What is asked.
A – In the article on past performance below, rewrite the paragraph beginning "Ultimately, performance attributed to these factors" as a short bulleted list that keeps its main points.
B – Extend the article on past performance below, picking up after its final sentence.

Reading passage.
Mercer's David Scobie explains how referring to past performance has its uses when selecting investment products, but can be a comfort blanket with many holes

By David Scobie*

If you have attended a fund manager presentation or browsed related marketing material, you will be well aware of the prominent role historical returns can play in promoting a manager’s capabilities.

Despite the ever-present health warning that “past performance is not an indicator of future performance,” there are plenty of theories in behavioural finance literature to suggest that investors allow past performance to influence their decisions.

This is entirely understandable – it is one of the few pieces of readily available information upon which investors can base their decision-making. Therefore, it is important to consider whether there is any meaningful information in such data that can assist investors in consistently selecting the winners of tomorrow.

Crunching the numbers

Mercer recently examined the subsequent performance of a wide range of strategies based on their past performance relative to their peers.

Performance over three- and five-year periods were considered over a 20-year period for survey universes including Global, US and Emerging Market Equities.  

The study found that past performance is a very weak indicator of future performance, both in terms of the probability of future outperformance and the scale of the performance delivered. 

Past outperformers and past underperformers both had close to a random (50%) chance of outperforming in the future.  (Preliminary analysis on the impact of survivorship bias suggested that it’s influence on the findings was relatively minor.)  More detail on the study can be found here.  

This analysis should not be interpreted as suggesting that there is no persistence in performance for equity strategies at all.

The range of outcomes within each past performance group is broad, and invariably there will be some managers within each universe that do have the requisite capabilities to deliver returns that can persist over a long timeframe.

However, what this analysis does suggest is that, on average, allowing three- or five-year relative performance to influence manager selection is unlikely to improve outcomes for investors.

It is important for investors to recognise that performance data, particularly over the shorter-term, tends to contain significant elements of market noise, luck and stylistic head- and tailwinds.

Ultimately, performance attributed to these factors will be more susceptible to reversion in the future.  Investors may underestimate the role that these factors play in a track record and mistakenly interpret positive or negative past performance as a gauge of a manager’s skill.

The reality is that skilled managers will experience periods of sustained underperformance due perhaps to an unfavourable style or bad fortune, while unskilled managers will have periods of strong performance for the opposite reasons.  

Over the very long term, skilled managers are able to deliver attractive relative returns because their investment acumen will persist, while luck, noise and investment styles tend to balance out over cycles.

Extracted data.
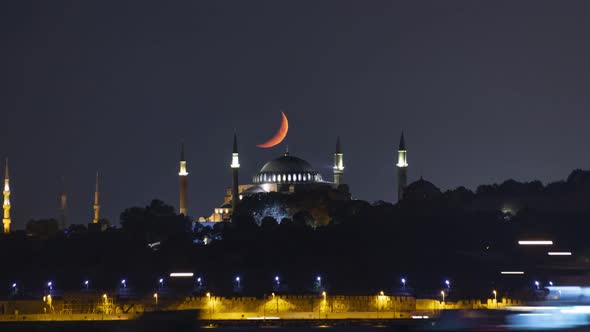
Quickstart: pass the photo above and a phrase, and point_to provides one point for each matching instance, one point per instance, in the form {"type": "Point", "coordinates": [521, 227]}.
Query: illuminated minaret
{"type": "Point", "coordinates": [96, 205]}
{"type": "Point", "coordinates": [62, 206]}
{"type": "Point", "coordinates": [338, 163]}
{"type": "Point", "coordinates": [235, 167]}
{"type": "Point", "coordinates": [6, 205]}
{"type": "Point", "coordinates": [402, 168]}
{"type": "Point", "coordinates": [182, 176]}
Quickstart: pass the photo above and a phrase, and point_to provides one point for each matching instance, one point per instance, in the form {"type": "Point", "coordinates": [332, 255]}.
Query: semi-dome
{"type": "Point", "coordinates": [287, 169]}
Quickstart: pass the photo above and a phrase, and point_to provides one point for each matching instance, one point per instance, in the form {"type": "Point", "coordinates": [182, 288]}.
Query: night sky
{"type": "Point", "coordinates": [484, 91]}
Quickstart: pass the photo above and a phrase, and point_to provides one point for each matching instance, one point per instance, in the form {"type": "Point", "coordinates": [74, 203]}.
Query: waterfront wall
{"type": "Point", "coordinates": [221, 308]}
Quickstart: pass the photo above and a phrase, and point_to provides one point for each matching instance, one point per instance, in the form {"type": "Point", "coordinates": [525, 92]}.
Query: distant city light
{"type": "Point", "coordinates": [535, 243]}
{"type": "Point", "coordinates": [181, 274]}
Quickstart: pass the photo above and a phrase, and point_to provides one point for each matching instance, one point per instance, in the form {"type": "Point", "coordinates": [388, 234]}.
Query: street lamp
{"type": "Point", "coordinates": [211, 304]}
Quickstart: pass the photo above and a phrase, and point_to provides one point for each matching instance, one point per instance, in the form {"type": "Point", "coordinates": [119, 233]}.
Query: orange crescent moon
{"type": "Point", "coordinates": [279, 136]}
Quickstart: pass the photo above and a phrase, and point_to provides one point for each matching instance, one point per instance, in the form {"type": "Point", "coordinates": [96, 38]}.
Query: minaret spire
{"type": "Point", "coordinates": [6, 205]}
{"type": "Point", "coordinates": [96, 204]}
{"type": "Point", "coordinates": [62, 205]}
{"type": "Point", "coordinates": [402, 168]}
{"type": "Point", "coordinates": [338, 163]}
{"type": "Point", "coordinates": [183, 181]}
{"type": "Point", "coordinates": [235, 166]}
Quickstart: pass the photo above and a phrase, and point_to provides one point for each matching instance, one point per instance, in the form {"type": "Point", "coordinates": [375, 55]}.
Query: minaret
{"type": "Point", "coordinates": [182, 177]}
{"type": "Point", "coordinates": [338, 164]}
{"type": "Point", "coordinates": [402, 168]}
{"type": "Point", "coordinates": [6, 205]}
{"type": "Point", "coordinates": [96, 205]}
{"type": "Point", "coordinates": [62, 206]}
{"type": "Point", "coordinates": [235, 167]}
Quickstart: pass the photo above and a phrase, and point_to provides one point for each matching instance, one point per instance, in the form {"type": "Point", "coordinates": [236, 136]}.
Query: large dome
{"type": "Point", "coordinates": [287, 169]}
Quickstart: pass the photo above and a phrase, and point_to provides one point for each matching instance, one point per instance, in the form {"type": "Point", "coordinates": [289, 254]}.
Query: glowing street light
{"type": "Point", "coordinates": [535, 243]}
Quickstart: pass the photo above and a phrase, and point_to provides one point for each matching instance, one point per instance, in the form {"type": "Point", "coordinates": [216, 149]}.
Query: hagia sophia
{"type": "Point", "coordinates": [286, 174]}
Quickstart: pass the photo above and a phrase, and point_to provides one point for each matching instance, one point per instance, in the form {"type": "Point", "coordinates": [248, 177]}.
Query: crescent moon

Task-by-task outputs.
A –
- Performance that comes from market noise, luck, and style headwinds or tailwinds is more likely to reverse in the future.
- Investors may underestimate how much these factors shape a track record.
- As a result, they may wrongly treat good or bad past performance as a measure of a manager's skill.

B –
To illustrate this point, consider the eight top-performing Global Equity managers in the Mercer database over the past 15 years.

These managers have, on average, outperformed the median strategy by 2.7% p.a. - an excellent outcome for investors over such a long time horizon.

Yet strikingly, despite their stellar long-term track records, these strategies have, on average, underperformed in nearly six of the 15 calendar years captured.

An investor in these strategies would have been experiencing below-average returns 40% of the time, and those influenced by one-, three- or even five-year performance may have been inclined to give these strategies a wide berth at numerous points during those 15 years.

Options for investors

Being aware of one’s behavioural biases, in particular a natural tendency for performance chasing, is undoubtedly a good first step. 

When undertaking fund manager selection, it is tempting to recommend constructing manager short-lists without any reference to track records, meaning that such data is less likely to dominate their perception of a manager’s skill.  

However, this is an extreme approach. 

When dissected with some sophistication, and in conjunction with qualitative analysis, past performance can yield meaningful insights as to whether returns have reflected true skill at, or not at, work.  (Qualitative analysis in this context refers to factors as the strength of the manager’s investment team, philosophy and process, and the ability to effectively implement stock ideas in the market.)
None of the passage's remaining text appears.